→ **YOUR TASK**: Reproduce the listing that follows word for word, without its pictures.
Top of DATA SHOWN
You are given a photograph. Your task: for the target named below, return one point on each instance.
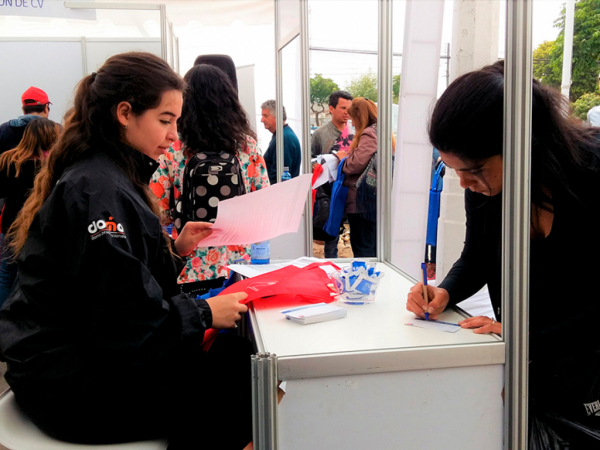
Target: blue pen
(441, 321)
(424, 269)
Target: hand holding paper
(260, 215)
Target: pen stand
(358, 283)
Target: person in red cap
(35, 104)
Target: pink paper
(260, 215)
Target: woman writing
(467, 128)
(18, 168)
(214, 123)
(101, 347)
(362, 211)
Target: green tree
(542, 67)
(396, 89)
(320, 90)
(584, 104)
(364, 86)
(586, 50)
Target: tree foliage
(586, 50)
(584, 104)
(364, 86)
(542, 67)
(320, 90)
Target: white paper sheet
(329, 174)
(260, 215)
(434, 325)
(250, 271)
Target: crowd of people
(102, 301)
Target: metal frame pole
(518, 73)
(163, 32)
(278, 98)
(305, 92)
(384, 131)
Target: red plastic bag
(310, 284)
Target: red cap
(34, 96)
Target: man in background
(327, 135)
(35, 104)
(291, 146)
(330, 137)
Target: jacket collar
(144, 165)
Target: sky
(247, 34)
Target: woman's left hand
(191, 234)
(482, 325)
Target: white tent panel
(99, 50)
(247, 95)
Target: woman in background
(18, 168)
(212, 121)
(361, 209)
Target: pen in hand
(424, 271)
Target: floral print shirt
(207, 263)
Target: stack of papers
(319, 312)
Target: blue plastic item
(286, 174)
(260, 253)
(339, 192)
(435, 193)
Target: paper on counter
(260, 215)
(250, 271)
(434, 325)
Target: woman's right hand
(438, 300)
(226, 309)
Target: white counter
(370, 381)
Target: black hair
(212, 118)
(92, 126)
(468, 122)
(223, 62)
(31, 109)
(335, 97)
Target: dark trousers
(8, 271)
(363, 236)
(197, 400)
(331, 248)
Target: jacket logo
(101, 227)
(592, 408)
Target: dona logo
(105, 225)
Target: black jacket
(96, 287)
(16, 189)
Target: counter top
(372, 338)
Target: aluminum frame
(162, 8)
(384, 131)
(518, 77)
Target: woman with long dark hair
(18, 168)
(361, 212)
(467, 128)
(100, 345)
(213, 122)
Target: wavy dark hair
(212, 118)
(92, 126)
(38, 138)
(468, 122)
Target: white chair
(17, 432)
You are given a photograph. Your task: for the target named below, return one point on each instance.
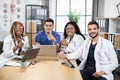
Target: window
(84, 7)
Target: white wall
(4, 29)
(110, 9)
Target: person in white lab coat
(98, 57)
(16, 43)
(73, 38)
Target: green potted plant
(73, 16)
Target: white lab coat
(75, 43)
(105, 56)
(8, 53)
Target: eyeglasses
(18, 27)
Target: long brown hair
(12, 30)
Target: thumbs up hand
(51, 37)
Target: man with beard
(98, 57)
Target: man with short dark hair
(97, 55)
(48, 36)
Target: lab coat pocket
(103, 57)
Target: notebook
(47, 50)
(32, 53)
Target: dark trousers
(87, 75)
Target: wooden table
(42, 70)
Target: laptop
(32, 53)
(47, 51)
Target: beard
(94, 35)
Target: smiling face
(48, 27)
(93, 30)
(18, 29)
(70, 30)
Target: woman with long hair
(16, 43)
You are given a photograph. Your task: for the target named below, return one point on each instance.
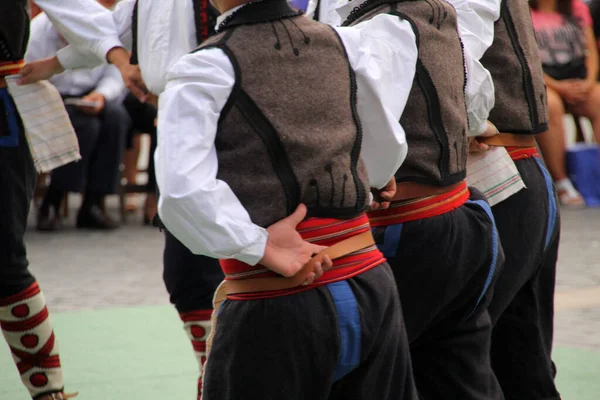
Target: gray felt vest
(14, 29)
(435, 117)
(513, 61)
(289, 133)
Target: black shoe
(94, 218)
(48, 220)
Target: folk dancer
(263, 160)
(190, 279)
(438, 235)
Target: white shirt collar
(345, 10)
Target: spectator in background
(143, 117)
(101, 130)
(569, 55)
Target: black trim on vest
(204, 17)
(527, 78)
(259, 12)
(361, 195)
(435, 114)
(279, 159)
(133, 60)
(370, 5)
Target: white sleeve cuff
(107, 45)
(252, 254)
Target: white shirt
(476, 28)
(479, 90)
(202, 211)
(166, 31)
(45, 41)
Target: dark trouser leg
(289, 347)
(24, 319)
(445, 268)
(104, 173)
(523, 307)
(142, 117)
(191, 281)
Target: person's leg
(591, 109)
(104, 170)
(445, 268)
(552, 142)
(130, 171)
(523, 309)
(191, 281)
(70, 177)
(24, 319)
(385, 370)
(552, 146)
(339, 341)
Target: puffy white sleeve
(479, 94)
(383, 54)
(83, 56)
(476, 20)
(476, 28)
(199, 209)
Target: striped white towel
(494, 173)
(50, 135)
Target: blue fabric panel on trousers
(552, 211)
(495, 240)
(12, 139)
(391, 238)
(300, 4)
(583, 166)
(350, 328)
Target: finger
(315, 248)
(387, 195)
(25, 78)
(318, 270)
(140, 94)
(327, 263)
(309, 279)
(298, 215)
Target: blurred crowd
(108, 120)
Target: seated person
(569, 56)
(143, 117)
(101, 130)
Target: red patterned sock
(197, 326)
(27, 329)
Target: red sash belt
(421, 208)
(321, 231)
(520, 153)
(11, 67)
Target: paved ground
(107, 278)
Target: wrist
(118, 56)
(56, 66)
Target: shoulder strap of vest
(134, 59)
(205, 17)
Bottom of DATA SHOWN
→ **RESPONSE TO THIS EXERCISE**:
You are given a photograph. Your task: for the target named below, return one point on each instance.
Target: blue pen
(441, 321)
(424, 269)
Target: hand holding paper
(260, 215)
Target: pen stand
(358, 283)
Target: person in red cap
(35, 104)
Target: pink paper
(260, 215)
Target: woman writing
(467, 128)
(18, 168)
(214, 123)
(101, 347)
(362, 211)
Target: green tree
(542, 67)
(396, 89)
(320, 90)
(584, 104)
(364, 86)
(586, 50)
Target: tree foliage
(586, 50)
(584, 104)
(364, 86)
(542, 67)
(320, 90)
Target: white paper sheet
(329, 174)
(260, 215)
(434, 325)
(250, 271)
Target: crowd of people
(102, 301)
Target: metal frame pole
(518, 73)
(163, 32)
(278, 98)
(305, 92)
(384, 131)
Target: red plastic bag
(310, 284)
Target: red cap
(34, 96)
Target: man in background
(327, 135)
(35, 104)
(291, 146)
(330, 137)
Target: jacket collar
(144, 165)
Target: sky
(247, 34)
Target: woman's left hand
(191, 234)
(482, 325)
Target: white tent panel
(99, 50)
(247, 95)
Target: woman in background
(18, 168)
(212, 121)
(361, 209)
Target: pen in hand
(424, 271)
Target: floral print shirt
(207, 263)
Target: stack of papers
(319, 312)
Target: blue plastic item
(286, 174)
(260, 253)
(339, 192)
(435, 193)
Target: paper on counter
(260, 215)
(250, 271)
(434, 325)
Target: woman's right hand
(438, 300)
(226, 309)
Target: white counter
(370, 381)
Target: black hair
(212, 118)
(92, 126)
(468, 122)
(223, 62)
(31, 109)
(335, 97)
Target: dark trousers
(8, 271)
(363, 236)
(197, 400)
(331, 248)
Target: jacket logo
(101, 227)
(592, 408)
Target: dona logo
(105, 225)
Target: black jacket
(96, 287)
(16, 189)
Target: counter top
(372, 338)
Target: aluminum frame
(162, 8)
(384, 131)
(518, 77)
Target: woman with long dark hair
(18, 168)
(361, 212)
(467, 128)
(100, 345)
(213, 122)
Target: wavy dark hair
(212, 118)
(92, 126)
(38, 138)
(468, 122)
Target: white chair
(17, 432)
You are given a photograph. Your task: for the target named below, return one point on each instance.
Target: window
(84, 7)
Target: white wall
(4, 29)
(110, 9)
Target: person in white lab coat
(98, 57)
(16, 43)
(73, 38)
Target: green potted plant
(73, 16)
Target: white lab coat
(75, 43)
(105, 56)
(8, 53)
Target: eyeglasses
(18, 27)
Target: long brown hair
(12, 30)
Target: thumbs up hand
(51, 37)
Target: man with beard
(98, 57)
Target: man with short dark hair
(97, 55)
(48, 36)
Target: lab coat pocket
(103, 57)
Target: notebook
(47, 50)
(32, 53)
Target: dark trousers
(87, 75)
Target: wooden table
(42, 70)
Target: laptop
(32, 53)
(47, 51)
Target: beard
(94, 35)
Target: smiling face
(48, 27)
(93, 30)
(18, 29)
(70, 30)
Target: woman with long hair
(16, 43)
You are given a photograph. Your task: for the target named below, return one point on each instance.
Target: gray felt vest
(14, 29)
(435, 117)
(513, 61)
(289, 133)
Target: black shoe
(94, 218)
(48, 220)
Target: folk dancer
(263, 160)
(190, 279)
(438, 235)
Target: white shirt collar
(345, 10)
Target: spectator in background
(143, 117)
(101, 130)
(569, 55)
Target: black trim on vest
(204, 17)
(527, 78)
(259, 12)
(361, 195)
(435, 114)
(279, 159)
(133, 60)
(370, 5)
Target: white sleeve cuff
(107, 45)
(252, 254)
Target: white shirt
(476, 28)
(479, 90)
(202, 211)
(166, 31)
(45, 41)
Target: dark trouser leg
(289, 347)
(24, 319)
(445, 268)
(104, 173)
(523, 307)
(142, 117)
(191, 281)
Target: person's leg
(591, 109)
(104, 170)
(445, 268)
(552, 142)
(130, 171)
(523, 309)
(191, 281)
(70, 177)
(24, 319)
(385, 370)
(552, 146)
(339, 341)
Target: puffy white sleeve
(479, 94)
(383, 54)
(83, 56)
(476, 20)
(476, 28)
(199, 209)
Target: striped white towel
(494, 173)
(50, 135)
Target: blue fabric panel on trousers
(552, 211)
(495, 240)
(12, 139)
(391, 238)
(300, 4)
(583, 166)
(350, 328)
Target: finger
(315, 248)
(387, 195)
(25, 78)
(318, 270)
(140, 94)
(327, 263)
(309, 279)
(298, 215)
Target: blurred crowd
(108, 120)
Target: seated person
(569, 56)
(143, 117)
(101, 130)
Target: red patterned sock
(197, 326)
(27, 329)
Target: red sash belt
(421, 208)
(321, 231)
(520, 153)
(11, 67)
Target: paved ground
(107, 278)
Target: wrist
(118, 56)
(56, 66)
Target: shoulder strap of vest
(134, 59)
(205, 17)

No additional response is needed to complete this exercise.